◆ Passage provided ◆

To write data into a file, we use the write() method of the file object. If the file doesn’t exist, it will be created. If it already exists, the previous contents will be overwritten. To append data to an existing file, we can use the "a" mode when opening the file. Appending will write the new data at the end of the file.

Handling Exceptions in File Operations

When working with files, it’s crucial to handle potential exceptions, such as file not found errors or permission issues. We can use try-except blocks to catch and handle exceptions that may occur during file operations.

try:
    file = open("filename.txt", "r")
    # Perform file operations
    file.close()
except FileNotFoundError:
    print("File not found.")
except PermissionError:
    print("Permission denied.")

Context Managers and the with Statement

Python provides a convenient way to handle file operations using context managers and the with statement. Context managers automatically take care of opening and closing files, ensuring that resources are properly managed.

with open("filename.txt", "r") as file:
    # Perform file operations

The with statement automatically closes the file when we are done with it, even if an exception occurs within the block.

(Excerpts of labeled region data)

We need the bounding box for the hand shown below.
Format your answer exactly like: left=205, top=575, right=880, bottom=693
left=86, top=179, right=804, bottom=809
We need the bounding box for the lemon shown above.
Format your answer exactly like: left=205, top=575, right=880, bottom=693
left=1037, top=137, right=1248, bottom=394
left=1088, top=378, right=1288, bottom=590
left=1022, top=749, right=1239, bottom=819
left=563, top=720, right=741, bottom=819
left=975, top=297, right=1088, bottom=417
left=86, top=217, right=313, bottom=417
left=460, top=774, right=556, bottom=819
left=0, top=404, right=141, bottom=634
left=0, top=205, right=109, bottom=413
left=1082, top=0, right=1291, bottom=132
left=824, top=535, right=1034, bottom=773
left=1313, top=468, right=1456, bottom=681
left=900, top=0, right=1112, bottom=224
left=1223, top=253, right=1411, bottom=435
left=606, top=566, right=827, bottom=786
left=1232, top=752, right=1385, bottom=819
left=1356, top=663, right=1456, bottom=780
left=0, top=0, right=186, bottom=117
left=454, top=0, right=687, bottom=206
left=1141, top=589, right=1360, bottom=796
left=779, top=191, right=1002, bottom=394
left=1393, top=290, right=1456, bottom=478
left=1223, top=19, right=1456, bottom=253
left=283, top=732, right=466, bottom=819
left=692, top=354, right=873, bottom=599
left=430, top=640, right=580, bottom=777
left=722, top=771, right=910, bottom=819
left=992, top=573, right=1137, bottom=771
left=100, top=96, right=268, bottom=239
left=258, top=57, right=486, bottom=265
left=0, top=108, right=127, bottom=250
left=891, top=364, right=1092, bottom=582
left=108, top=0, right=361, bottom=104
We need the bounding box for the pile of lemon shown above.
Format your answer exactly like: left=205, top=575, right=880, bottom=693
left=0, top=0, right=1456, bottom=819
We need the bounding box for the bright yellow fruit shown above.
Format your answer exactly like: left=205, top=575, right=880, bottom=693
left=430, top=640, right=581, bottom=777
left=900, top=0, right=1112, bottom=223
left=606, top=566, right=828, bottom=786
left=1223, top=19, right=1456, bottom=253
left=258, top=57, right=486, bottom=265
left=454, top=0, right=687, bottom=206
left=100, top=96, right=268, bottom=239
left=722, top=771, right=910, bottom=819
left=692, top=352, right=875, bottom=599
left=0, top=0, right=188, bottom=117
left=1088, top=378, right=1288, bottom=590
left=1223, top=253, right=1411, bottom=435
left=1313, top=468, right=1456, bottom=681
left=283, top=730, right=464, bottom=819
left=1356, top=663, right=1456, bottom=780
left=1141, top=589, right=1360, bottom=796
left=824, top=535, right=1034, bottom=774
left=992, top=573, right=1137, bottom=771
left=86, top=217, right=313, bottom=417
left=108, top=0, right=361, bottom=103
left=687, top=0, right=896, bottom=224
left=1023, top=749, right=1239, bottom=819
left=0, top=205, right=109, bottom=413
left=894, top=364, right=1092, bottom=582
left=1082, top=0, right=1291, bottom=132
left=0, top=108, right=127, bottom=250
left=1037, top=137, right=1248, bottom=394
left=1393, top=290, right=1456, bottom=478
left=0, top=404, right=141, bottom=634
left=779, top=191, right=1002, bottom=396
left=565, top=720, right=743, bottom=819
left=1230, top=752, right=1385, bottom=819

◆ What you need to do ◆
1) In the Python file-handling passage, take the part starting at "To write data" and ending at "file.close()" and give it again with "overwritten" changed to "replaced".
2) Turn the paragraph of the Python file-handling passage that begins "To write data into a file" into a short bulleted list that keeps its main facts.
3) Translate this sentence from the Python file-handling passage into Spanish: "The with statement automatically closes the file when we are done with it, even if an exception occurs within the block."
The rows are separate material, unrelated to the Python file-handling passage.

◆ Solution list ◆
1)
To write data into a file, we use the write() method of the file object. If the file doesn’t exist, it will be created. If it already exists, the previous contents will be replaced. To append data to an existing file, we can use the "a" mode when opening the file. Appending will write the new data at the end of the file.

Handling Exceptions in File Operations

When working with files, it’s crucial to handle potential exceptions, such as file not found errors or permission issues. We can use try-except blocks to catch and handle exceptions that may occur during file operations.

try:
    file = open("filename.txt", "r")
    # Perform file operations
    file.close()

2)
- Data is written into a file with the write() method of the file object.
- A file that doesn't exist is created, and an existing file has its previous contents overwritten.
- Opening a file in "a" mode appends data by writing the new data at the end of the existing file.

3) La sentencia with cierra automáticamente el archivo cuando terminamos de usarlo, incluso si ocurre una excepción dentro del bloque.